Given passage ::
━━━━━━━━━━━━━━━━
Gilgo Beach killings suspect Rex Heuermann is set to appear in a New York court on Wednesday for a hearing in his case where he has pleaded not guilty to murder in the deaths of three women more than a decade ago.
The discovery of the women's remains near each other in December 2010 on a Long Island beach, and the killings of other people in the area, brought nationwide attention and prompted the search for a possible serial killer.
Heuermann, a 59-year-old architectural consultant from Massapequa Park, was arrested two months ago and is charged with three counts of first-degree murder in connection with the deaths of Melissa Barthelemy in 2009 and Megan Waterman and Amber Costello in 2010, according to Suffolk County prosecutors.
He has pleaded not guilty through his attorney.
Heuermann is expected to attend Wednesday morning's status hearing, where prosecutors and defense attorneys can discuss evidence disclosure and provide other updates.
Last month, a Suffolk County judge sided with prosecutors and ruled Heuermann must provide a sample of DNA taken from his inner cheek.
The judge wrote "the court finds that a comparison of the defendant's sample with the evidence obtained," including a hair found on a victim he is accused of killing and "the DNA found on the pizza crust and napkin, will yield probative material evidence, whether it is inculpatory or not."
Heuermann was first identified as a potential suspect in early 2022, shortly after a multiagency task force was formed to examine cold cases involving nearly a dozen sets of human remains found along Long Island's South Shore between 2010 and 2011, including four victims buried near each other on Long Island's Gilgo Beach. Those victims were discovered within days of each other and were dubbed the "Gilgo Four."
While Heuermann is charged only with three of those killings, he is the prime suspect in the 2007 disappearance and death of the fourth woman, Maureen Brainard-Barnes, authorities have said.
A major break in the investigation came in January, when investigators recovered Heuermann's DNA from pizza crust that was thrown away in a Manhattan trash can, authorities said. That DNA matched DNA from a male hair from the bottom of a burlap sack that the killer used to wrap one of the victim's bodies, according to prosecutors.
━━━━━━━━━━━━━━━━
Referring expression data
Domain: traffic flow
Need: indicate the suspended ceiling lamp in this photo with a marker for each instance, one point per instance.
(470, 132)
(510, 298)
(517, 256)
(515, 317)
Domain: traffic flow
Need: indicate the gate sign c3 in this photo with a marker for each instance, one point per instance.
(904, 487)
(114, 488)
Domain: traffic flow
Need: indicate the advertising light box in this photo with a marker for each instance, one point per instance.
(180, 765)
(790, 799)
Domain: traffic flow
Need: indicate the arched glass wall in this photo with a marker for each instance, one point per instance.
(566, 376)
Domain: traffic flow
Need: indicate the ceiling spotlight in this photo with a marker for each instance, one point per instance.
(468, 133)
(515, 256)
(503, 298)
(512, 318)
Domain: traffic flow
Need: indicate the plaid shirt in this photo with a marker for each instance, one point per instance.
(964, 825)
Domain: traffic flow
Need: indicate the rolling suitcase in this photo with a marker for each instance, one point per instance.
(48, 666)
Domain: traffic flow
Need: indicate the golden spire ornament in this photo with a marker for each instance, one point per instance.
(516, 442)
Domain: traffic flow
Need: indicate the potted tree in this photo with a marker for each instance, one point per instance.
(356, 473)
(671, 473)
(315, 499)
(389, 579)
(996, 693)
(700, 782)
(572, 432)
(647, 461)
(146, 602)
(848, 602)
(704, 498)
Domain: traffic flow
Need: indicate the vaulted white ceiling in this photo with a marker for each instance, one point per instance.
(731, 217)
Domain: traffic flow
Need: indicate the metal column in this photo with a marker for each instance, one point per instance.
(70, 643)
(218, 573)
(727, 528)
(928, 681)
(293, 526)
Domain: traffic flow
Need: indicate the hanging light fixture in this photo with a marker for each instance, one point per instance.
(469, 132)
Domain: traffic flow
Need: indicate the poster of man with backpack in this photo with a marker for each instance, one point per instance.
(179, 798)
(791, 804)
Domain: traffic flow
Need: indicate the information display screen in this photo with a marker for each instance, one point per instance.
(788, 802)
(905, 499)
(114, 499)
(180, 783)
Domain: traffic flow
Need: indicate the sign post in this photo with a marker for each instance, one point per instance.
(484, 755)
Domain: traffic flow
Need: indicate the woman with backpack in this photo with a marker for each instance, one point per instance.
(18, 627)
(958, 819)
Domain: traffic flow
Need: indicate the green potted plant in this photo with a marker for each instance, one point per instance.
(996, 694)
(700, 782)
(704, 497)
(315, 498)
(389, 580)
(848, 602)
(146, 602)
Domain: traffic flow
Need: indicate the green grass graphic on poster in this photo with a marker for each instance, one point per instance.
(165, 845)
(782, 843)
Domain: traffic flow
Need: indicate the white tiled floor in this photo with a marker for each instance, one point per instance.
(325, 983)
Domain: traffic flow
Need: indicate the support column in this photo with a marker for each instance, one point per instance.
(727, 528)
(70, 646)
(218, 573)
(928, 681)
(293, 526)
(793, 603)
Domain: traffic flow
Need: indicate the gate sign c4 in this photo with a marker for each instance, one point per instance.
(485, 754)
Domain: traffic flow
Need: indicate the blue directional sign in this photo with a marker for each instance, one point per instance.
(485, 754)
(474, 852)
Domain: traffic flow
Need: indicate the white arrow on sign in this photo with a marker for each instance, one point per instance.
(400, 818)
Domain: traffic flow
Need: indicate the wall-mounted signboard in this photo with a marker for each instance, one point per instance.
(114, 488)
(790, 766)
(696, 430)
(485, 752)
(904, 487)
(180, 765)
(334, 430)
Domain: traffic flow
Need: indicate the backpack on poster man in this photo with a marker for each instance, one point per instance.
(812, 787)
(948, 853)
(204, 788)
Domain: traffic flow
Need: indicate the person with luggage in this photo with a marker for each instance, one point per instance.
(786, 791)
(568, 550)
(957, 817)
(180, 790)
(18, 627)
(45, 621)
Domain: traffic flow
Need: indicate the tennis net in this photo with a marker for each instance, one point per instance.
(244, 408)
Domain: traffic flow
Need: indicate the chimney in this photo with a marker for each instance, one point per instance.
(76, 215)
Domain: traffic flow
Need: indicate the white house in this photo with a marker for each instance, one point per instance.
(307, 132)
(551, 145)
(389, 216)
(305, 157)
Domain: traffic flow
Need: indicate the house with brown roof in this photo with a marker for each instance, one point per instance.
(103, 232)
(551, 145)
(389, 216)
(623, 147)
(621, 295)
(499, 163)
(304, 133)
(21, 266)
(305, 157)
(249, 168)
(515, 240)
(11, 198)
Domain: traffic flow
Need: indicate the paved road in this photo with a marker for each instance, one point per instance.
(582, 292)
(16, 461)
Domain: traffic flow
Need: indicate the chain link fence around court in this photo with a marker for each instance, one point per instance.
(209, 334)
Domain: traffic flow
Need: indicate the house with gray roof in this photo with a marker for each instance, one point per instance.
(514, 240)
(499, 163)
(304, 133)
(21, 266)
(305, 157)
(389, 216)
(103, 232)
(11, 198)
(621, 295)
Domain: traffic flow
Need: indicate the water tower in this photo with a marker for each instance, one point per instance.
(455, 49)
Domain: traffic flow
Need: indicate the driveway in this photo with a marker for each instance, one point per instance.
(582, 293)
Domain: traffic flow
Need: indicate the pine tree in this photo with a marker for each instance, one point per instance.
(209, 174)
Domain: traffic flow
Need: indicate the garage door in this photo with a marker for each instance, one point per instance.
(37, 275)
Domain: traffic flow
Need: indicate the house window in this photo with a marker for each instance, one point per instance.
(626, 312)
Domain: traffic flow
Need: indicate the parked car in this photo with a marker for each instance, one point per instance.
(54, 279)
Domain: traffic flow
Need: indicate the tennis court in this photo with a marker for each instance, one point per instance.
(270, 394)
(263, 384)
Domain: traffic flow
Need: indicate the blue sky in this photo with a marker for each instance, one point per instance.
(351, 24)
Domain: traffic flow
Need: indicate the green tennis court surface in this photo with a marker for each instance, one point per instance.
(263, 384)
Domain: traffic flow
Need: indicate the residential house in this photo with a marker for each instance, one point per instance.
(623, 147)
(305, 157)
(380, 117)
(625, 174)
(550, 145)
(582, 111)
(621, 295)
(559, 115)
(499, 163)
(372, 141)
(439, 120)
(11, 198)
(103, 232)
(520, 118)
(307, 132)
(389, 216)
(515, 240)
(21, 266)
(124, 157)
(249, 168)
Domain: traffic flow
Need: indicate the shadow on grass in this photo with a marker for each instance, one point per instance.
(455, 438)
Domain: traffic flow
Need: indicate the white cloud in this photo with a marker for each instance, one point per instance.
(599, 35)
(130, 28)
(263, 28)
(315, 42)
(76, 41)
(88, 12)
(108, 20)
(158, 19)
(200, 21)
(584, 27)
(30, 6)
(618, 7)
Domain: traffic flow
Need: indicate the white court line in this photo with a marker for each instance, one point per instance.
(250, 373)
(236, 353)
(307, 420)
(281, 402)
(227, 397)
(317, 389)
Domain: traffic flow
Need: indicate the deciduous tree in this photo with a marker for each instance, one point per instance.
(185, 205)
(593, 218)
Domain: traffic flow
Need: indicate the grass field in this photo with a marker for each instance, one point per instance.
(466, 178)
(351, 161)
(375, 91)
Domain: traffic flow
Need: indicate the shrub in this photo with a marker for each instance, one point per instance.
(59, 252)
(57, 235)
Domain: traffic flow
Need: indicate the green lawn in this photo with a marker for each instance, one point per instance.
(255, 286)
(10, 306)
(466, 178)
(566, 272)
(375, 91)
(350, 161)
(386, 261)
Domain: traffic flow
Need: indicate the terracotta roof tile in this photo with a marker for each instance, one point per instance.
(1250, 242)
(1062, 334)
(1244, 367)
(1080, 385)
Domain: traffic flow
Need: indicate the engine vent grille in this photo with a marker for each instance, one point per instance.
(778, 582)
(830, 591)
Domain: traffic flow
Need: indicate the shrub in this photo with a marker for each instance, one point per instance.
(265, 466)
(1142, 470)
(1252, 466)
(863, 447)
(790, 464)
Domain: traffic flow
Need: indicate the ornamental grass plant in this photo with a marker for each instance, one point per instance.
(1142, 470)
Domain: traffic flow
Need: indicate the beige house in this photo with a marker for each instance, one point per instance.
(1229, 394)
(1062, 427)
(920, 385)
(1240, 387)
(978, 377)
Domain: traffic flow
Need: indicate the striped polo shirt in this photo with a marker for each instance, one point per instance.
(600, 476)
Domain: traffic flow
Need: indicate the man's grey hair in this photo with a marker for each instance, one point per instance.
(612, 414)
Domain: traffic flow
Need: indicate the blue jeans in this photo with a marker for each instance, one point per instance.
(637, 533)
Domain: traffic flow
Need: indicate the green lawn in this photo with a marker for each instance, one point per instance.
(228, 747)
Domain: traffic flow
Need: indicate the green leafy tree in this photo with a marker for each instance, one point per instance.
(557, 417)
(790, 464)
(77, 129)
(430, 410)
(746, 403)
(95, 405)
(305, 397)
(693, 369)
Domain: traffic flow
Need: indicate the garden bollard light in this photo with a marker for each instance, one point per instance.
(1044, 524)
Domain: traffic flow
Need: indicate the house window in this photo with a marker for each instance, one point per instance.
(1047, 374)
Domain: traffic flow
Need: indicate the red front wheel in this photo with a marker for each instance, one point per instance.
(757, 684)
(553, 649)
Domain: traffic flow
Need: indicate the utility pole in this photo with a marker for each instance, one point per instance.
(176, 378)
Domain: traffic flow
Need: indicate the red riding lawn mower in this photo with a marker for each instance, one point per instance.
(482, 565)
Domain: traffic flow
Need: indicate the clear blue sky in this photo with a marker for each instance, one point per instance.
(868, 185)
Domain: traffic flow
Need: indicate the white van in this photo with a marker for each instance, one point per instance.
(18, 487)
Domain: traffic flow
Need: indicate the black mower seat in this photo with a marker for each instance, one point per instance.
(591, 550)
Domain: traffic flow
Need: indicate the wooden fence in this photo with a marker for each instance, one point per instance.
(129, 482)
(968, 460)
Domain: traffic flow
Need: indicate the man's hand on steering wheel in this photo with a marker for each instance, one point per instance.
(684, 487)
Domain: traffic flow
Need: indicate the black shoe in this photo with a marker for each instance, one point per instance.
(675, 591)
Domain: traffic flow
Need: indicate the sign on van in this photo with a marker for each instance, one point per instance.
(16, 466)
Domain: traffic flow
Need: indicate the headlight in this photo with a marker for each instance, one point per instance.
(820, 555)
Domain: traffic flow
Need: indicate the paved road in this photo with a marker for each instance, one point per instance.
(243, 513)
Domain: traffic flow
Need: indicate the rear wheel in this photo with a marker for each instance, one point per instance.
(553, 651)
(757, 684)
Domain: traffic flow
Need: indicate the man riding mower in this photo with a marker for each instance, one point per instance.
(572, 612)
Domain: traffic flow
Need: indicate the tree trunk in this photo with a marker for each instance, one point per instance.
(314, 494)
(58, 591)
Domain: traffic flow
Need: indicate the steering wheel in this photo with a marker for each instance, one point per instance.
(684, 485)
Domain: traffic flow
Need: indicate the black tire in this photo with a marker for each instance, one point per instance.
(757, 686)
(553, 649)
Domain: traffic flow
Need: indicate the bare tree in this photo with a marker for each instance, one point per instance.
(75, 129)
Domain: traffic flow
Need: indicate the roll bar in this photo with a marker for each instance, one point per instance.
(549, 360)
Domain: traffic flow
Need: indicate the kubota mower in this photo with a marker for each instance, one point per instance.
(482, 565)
━━━━━━━━━━━━━━━━
Your tasks ::
**1.** According to the Gilgo Beach article, where did investigators recover Heuermann's DNA in January?
**2.** Print the part of the Gilgo Beach article starting at "The discovery of" and ending at "possible serial killer.".

Activity answers ::
**1.** From pizza crust thrown away in a Manhattan trash can.

**2.**
The discovery of the women's remains near each other in December 2010 on a Long Island beach, and the killings of other people in the area, brought nationwide attention and prompted the search for a possible serial killer.